━━ INFORMATION GIVEN
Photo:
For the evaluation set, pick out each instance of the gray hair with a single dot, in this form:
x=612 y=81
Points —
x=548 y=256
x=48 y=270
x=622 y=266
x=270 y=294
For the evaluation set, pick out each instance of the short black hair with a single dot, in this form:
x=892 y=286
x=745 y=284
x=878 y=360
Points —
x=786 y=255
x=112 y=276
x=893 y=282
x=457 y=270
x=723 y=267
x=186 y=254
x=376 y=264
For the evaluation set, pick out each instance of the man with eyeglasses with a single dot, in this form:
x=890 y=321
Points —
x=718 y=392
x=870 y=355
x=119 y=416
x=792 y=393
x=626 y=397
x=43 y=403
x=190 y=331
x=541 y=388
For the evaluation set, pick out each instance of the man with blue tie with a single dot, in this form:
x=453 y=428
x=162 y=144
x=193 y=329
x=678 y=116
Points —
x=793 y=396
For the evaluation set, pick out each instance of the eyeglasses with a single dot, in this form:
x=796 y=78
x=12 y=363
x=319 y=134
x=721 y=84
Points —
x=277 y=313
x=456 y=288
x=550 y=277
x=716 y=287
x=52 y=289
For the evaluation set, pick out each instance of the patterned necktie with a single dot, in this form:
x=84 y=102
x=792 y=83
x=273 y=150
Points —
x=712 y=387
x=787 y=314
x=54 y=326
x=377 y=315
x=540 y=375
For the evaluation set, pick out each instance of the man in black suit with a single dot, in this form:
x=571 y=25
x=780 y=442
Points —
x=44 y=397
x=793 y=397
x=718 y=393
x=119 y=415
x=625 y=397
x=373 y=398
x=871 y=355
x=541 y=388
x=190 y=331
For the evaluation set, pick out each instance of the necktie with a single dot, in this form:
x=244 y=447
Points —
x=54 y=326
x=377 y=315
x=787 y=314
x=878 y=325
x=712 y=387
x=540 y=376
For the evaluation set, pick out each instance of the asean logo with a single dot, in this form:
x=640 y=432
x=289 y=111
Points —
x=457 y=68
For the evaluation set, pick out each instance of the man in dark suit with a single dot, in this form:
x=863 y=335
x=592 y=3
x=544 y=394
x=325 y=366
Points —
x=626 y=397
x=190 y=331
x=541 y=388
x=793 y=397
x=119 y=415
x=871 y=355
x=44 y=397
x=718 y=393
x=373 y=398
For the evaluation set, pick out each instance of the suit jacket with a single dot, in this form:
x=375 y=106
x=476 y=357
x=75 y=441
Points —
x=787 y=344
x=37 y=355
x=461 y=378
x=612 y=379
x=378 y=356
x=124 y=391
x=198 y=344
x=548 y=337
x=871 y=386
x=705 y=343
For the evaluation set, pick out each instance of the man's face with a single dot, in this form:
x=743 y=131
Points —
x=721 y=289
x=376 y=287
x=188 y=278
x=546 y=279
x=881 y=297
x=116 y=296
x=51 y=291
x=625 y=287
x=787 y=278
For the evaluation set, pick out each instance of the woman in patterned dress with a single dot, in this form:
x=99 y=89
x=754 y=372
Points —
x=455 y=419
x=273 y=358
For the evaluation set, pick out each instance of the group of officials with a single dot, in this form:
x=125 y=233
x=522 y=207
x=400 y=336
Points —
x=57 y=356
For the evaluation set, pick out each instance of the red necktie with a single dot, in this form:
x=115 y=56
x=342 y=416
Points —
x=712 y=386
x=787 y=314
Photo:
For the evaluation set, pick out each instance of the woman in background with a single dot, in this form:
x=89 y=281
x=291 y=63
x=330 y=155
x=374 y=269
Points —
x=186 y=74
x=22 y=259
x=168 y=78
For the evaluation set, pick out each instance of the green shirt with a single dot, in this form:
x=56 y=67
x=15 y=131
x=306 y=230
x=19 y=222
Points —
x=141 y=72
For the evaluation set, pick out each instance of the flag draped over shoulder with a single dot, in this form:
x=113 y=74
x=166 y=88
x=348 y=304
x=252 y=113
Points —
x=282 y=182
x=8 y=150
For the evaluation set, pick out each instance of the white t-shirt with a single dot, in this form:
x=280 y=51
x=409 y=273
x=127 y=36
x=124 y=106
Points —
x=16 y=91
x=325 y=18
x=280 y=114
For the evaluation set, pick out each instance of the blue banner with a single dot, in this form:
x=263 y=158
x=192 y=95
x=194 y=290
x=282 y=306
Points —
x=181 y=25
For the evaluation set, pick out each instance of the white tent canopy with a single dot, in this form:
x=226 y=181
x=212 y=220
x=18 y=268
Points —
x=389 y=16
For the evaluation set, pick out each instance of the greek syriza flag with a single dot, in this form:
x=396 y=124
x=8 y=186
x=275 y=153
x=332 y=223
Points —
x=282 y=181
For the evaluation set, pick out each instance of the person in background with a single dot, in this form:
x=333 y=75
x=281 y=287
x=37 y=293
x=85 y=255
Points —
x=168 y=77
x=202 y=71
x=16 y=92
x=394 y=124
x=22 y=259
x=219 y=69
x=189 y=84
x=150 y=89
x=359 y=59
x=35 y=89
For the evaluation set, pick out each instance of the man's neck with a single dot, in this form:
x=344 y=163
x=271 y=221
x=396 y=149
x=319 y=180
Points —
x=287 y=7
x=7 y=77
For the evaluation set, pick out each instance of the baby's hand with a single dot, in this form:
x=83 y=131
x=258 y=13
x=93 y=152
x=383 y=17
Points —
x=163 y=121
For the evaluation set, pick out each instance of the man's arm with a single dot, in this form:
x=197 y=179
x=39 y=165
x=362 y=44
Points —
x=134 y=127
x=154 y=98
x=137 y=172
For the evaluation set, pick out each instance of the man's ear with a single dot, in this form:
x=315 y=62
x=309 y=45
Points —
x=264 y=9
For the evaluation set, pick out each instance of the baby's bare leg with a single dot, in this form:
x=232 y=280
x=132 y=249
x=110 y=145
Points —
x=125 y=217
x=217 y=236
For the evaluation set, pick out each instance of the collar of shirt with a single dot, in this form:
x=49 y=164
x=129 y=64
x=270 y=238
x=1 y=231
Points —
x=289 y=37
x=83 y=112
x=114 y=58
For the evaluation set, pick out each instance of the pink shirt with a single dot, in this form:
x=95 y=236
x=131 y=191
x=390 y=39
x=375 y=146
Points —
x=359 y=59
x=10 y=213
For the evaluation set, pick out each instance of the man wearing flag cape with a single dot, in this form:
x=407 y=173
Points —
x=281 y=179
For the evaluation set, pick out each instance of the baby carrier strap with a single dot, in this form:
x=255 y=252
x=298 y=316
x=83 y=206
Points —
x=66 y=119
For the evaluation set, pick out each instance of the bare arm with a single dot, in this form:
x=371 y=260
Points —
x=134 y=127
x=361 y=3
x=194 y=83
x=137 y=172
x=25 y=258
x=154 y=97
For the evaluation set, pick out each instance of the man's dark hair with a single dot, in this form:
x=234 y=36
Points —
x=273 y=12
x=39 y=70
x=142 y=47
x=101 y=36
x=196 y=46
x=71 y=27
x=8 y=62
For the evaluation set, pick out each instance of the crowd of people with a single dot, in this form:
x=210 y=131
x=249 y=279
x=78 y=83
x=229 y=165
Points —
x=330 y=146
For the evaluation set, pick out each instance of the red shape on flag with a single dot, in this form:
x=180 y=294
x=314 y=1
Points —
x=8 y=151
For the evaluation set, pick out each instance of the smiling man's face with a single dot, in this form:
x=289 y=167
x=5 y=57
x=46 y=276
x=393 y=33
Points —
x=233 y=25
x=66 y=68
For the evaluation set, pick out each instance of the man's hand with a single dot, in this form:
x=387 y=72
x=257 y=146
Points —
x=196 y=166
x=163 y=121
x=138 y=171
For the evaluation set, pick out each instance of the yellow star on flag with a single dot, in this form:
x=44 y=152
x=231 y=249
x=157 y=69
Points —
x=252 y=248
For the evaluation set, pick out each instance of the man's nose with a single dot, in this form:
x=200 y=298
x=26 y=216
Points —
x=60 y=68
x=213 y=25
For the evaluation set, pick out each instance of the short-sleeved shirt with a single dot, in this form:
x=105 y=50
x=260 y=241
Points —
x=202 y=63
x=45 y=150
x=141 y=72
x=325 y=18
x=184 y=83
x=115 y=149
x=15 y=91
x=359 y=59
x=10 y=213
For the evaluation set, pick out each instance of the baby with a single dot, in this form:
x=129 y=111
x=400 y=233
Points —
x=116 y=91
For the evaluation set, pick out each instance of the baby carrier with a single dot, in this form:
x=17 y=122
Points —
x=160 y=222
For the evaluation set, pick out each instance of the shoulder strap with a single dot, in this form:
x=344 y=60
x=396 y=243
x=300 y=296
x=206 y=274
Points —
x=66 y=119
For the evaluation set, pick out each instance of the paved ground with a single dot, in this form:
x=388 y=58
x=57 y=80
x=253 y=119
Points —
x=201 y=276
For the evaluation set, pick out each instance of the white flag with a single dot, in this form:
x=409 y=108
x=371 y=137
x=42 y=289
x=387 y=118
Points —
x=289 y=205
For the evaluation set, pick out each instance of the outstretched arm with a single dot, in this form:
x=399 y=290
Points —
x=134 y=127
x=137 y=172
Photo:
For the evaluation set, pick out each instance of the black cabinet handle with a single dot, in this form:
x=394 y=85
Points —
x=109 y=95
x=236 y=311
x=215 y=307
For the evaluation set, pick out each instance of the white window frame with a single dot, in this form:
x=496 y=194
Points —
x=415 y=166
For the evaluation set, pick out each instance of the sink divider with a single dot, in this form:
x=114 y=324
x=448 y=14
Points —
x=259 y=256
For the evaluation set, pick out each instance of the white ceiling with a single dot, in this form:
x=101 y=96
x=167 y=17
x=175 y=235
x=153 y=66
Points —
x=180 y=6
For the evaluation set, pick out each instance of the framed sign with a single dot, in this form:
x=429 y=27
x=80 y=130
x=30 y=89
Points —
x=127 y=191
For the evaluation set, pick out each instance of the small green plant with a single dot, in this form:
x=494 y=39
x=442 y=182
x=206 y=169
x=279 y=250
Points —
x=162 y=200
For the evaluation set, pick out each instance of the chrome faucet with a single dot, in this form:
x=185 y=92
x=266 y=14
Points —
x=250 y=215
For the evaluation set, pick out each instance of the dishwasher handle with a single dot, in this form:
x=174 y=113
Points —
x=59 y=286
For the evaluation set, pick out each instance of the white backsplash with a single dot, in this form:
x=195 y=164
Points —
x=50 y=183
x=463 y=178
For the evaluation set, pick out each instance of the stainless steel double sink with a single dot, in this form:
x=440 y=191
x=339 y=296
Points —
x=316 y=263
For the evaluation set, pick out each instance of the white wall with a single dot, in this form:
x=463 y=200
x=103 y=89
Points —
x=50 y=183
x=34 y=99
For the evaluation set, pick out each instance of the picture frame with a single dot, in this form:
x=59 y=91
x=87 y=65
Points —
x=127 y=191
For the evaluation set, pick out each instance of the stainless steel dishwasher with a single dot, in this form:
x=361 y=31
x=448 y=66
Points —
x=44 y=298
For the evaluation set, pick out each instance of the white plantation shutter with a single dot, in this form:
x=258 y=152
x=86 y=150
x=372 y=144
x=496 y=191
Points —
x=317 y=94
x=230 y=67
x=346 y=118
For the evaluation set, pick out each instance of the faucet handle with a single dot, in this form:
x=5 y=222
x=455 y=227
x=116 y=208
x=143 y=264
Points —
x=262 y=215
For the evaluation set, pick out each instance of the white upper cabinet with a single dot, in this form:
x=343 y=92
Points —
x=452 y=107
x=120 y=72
━━━━
AIM: Rewrite the rows from the start through the line containing "x=540 y=375", both included, as a JSON list of strings with one string per line and blank lines omitted.

REPLY:
[
  "Photo:",
  "For the evaluation set, pick out each instance of the gray hair with a single dot, in this form:",
  "x=612 y=81",
  "Points —",
  "x=548 y=256",
  "x=48 y=270",
  "x=622 y=266",
  "x=270 y=294",
  "For the evaluation set, pick out each instance of the short black hair with a single dot, in this form:",
  "x=892 y=286",
  "x=745 y=284",
  "x=878 y=360",
  "Points —",
  "x=786 y=255",
  "x=112 y=276",
  "x=893 y=282",
  "x=457 y=270",
  "x=723 y=267",
  "x=186 y=254",
  "x=376 y=264",
  "For the evaluation set, pick out each instance of the man with eyeglasses with a single dot, in this form:",
  "x=890 y=321",
  "Points —",
  "x=718 y=392",
  "x=870 y=355",
  "x=119 y=416",
  "x=792 y=393",
  "x=626 y=397",
  "x=43 y=403",
  "x=190 y=331",
  "x=541 y=388",
  "For the evaluation set, pick out each instance of the man with blue tie with a single dot, in this form:",
  "x=453 y=428",
  "x=162 y=144",
  "x=193 y=329",
  "x=678 y=116",
  "Points —",
  "x=793 y=396",
  "For the evaluation set, pick out each instance of the eyeglasses with a single dot, in this form:",
  "x=796 y=78",
  "x=12 y=363",
  "x=319 y=134",
  "x=721 y=84",
  "Points —",
  "x=277 y=313",
  "x=456 y=288",
  "x=550 y=277",
  "x=716 y=287",
  "x=52 y=289",
  "For the evaluation set, pick out each instance of the patterned necktie with a single dot, in this form:",
  "x=84 y=102",
  "x=792 y=83",
  "x=273 y=150",
  "Points —",
  "x=712 y=387",
  "x=787 y=314",
  "x=54 y=326",
  "x=377 y=315",
  "x=540 y=375"
]